■ Aufgabe: Schreiben Sie aus dem Text über Geld im staatlichen und privaten Sektor die Stelle von "Da wir dies" bis einschließlich "Privatwirtschaft - wieso?" wortgetreu ab.

:: Dokumenttext

Da wir dies nun erkannt haben, wird es Zeit, darüber nachzudenken, wie wir
die Funktion(en) des Geldes anders und zeitgemäßer organisieren können. Für
den privaten Sektor habe ich bereits einen Vorschlag gemacht, der leider auf
das Thema "Freikarten" verengt wurde - aber vielleicht hat der eine oder
andere doch den Grundgedanken nachvollziehen können.
Nun also die Erweiterung auf die Fragestellung: Brauchen staatlicher und
privater Sektor notwendigerweise das selbe Geld?
Wir sind uns hoffentlich alle einig, dass der staatliche Sektor ganz anders
funktioniert als der private, dennoch scheint es ein Dogma zu sein, dass der
Staat die "Produktion" seiner Güter zwingend so organisieren muss, wie die
Privatwirtschaft - wieso?
Das führt zu allen möglichen (unnötigen) Diskussionen darüber, wie sich
staatliches Handeln auswirken würde, wenn der Staat ein privates Unternehmen
wäre (Haushaltsführung, Defizit, Überschuldung, Staatsbankrott, Effizienz,
etc.). Viele Missverständnisse könnten ausgeräumt werden, wenn wir den
"Leistungsaustausch" im Staatssektor einfach ANDERS organisieren als in der
Privatwirtschaft. Wir sollten andere Begriffe verwenden, um den
unterschiedlichen Charakter der "Transaktionen" deutlich zu machen und vor
allem, sollten wir ein anderes Zahlungsmittel für diesen Sektor verwenden.

::::
:: Datenzeilen

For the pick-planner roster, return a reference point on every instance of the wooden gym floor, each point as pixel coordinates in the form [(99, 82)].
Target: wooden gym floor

::::

■ Antwort:
Da wir dies nun erkannt haben, wird es Zeit, darüber nachzudenken, wie wir
die Funktion(en) des Geldes anders und zeitgemäßer organisieren können. Für
den privaten Sektor habe ich bereits einen Vorschlag gemacht, der leider auf
das Thema "Freikarten" verengt wurde - aber vielleicht hat der eine oder
andere doch den Grundgedanken nachvollziehen können.
Nun also die Erweiterung auf die Fragestellung: Brauchen staatlicher und
privater Sektor notwendigerweise das selbe Geld?
Wir sind uns hoffentlich alle einig, dass der staatliche Sektor ganz anders
funktioniert als der private, dennoch scheint es ein Dogma zu sein, dass der
Staat die "Produktion" seiner Güter zwingend so organisieren muss, wie die
Privatwirtschaft - wieso?